- _Task_
Repeat word for word the lines from the top of the records through the line containing "Accessibility service: describe the position of green leaf", and skip the pictures.

- _Supplied records_
- - -

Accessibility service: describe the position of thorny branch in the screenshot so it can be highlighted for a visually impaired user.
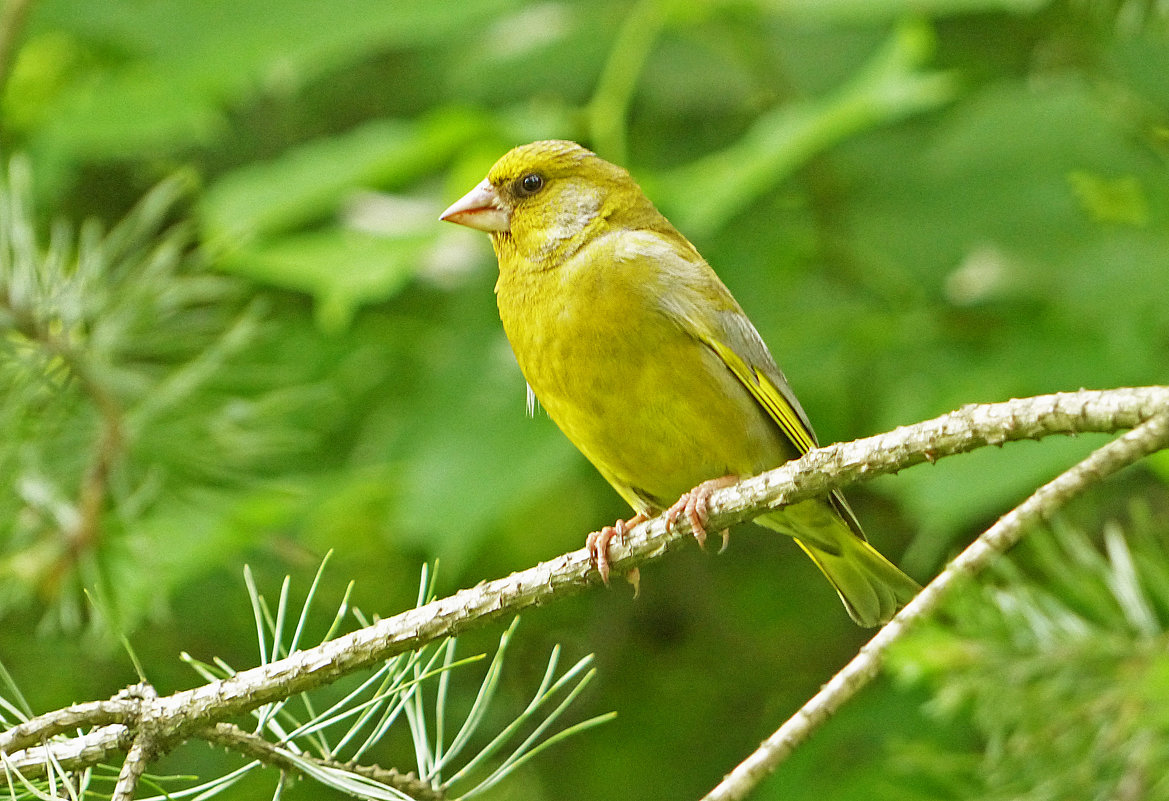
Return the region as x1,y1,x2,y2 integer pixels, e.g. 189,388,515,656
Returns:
702,409,1169,801
1,386,1167,800
203,723,444,801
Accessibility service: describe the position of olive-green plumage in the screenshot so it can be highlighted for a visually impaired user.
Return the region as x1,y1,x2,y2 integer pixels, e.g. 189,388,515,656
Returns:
441,140,918,626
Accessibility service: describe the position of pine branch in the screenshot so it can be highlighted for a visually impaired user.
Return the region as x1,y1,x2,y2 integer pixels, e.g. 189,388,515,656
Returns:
111,734,152,801
1,387,1166,797
2,160,303,624
203,722,444,801
41,334,127,588
701,408,1169,801
108,684,156,801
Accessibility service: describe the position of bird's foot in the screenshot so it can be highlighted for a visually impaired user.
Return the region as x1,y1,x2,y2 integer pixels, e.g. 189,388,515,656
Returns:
664,476,736,551
587,512,648,590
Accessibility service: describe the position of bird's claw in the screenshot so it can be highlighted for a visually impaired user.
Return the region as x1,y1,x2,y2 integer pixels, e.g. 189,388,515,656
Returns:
664,476,737,551
587,512,648,588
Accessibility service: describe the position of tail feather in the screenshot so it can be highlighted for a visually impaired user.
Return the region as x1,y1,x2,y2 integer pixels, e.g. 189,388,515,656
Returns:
759,501,919,627
793,535,920,627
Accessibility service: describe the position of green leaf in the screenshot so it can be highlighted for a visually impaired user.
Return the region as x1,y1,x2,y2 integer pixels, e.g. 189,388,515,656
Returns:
201,110,492,244
26,0,519,160
217,228,431,331
654,20,956,236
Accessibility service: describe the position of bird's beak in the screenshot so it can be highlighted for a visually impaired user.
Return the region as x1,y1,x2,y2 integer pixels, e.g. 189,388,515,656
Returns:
439,179,510,232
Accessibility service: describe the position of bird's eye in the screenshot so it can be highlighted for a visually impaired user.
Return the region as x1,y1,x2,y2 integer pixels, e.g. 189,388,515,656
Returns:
518,173,545,196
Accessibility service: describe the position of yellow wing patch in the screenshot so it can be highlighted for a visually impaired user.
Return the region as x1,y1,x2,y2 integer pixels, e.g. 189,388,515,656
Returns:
706,339,816,455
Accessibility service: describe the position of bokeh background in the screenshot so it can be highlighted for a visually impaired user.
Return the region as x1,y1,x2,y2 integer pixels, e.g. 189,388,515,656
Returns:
2,1,1169,799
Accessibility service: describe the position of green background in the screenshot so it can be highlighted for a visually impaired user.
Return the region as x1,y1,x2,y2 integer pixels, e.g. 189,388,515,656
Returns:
2,1,1168,799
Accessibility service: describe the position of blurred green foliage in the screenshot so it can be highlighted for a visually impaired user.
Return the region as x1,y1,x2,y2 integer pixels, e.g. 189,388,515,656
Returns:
1,0,1167,799
887,508,1169,801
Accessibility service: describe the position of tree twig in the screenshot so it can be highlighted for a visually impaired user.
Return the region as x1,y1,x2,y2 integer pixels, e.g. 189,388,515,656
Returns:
111,735,151,801
701,410,1169,801
0,724,132,777
203,722,445,801
111,684,156,801
1,388,1166,793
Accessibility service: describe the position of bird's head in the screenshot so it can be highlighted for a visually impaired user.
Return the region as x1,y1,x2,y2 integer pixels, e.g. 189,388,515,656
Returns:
440,140,659,266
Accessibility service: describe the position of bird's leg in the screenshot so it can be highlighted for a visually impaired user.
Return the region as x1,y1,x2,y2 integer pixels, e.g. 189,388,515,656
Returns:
664,475,737,550
586,512,648,587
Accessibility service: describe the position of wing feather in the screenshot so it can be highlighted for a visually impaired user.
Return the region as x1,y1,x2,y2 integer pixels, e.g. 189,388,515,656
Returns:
631,229,869,540
703,337,816,454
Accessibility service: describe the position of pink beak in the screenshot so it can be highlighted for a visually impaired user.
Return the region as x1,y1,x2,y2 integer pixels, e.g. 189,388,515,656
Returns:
439,179,511,232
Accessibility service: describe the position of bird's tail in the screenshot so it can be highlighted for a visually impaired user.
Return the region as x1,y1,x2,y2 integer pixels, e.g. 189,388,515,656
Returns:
758,501,919,627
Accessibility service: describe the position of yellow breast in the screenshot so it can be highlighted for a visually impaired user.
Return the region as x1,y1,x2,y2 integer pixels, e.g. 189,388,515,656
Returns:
495,230,790,514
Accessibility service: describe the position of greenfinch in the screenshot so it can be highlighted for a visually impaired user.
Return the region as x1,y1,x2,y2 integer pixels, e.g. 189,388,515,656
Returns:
440,140,918,626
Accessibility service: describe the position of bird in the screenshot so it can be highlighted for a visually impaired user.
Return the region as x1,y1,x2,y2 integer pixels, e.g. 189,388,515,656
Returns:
440,139,919,626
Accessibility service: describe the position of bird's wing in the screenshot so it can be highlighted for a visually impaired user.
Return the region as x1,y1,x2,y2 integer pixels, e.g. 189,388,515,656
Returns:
637,229,819,455
639,229,868,540
701,311,870,540
701,332,813,453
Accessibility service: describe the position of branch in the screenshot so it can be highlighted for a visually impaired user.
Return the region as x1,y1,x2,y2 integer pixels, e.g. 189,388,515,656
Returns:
111,735,151,801
0,724,132,776
52,346,125,587
110,685,156,801
1,387,1166,791
203,722,444,801
702,408,1169,801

- - -

- _Written reply_
Accessibility service: describe the position of thorny branch in the screenshot so it can be highlighted for a visually impaired user.
Return the region as x1,y1,x2,y2 integer pixels, e.g. 189,388,515,656
Returns:
702,409,1169,801
1,386,1167,800
203,723,444,801
Accessibility service: describe the position of olive-green plumage in the screenshot so it can be highlighted for a visually impaired user.
Return the region as x1,y1,x2,y2 integer pixels, e.g. 189,388,515,656
Returns:
441,140,918,626
Accessibility service: describe the position of pine branch in the screenshot so it can be highlighted for a visually impaired user.
Return the region as x1,y1,x2,y2 integer pixels, e.g. 189,388,515,656
Returns:
111,734,152,801
1,387,1166,797
2,160,303,624
203,722,444,801
41,334,127,588
701,408,1169,801
108,684,156,801
Accessibility service: describe the position of bird's foot in the screenshot so it can be highlighted for a visually impaired user.
Return the region as x1,y1,x2,y2 integer pixels, e.g. 189,388,515,656
Returns:
664,476,736,551
587,512,648,590
Accessibility service: describe the position of bird's claw in the screenshot so it can be highlighted for a visually impaired user.
Return the region as x1,y1,x2,y2 integer pixels, e.g. 189,388,515,656
Returns:
664,476,737,551
587,512,648,588
Accessibility service: describe the position of tail feather in the screenshot so it can be highlighted for a visually impaired user.
Return the region as x1,y1,x2,y2 integer pixels, e.g. 189,388,515,656
Returns:
759,501,919,627
793,535,920,627
Accessibility service: describe the position of green leaf in the screenshot so it can be highlighted for a visually impaired user.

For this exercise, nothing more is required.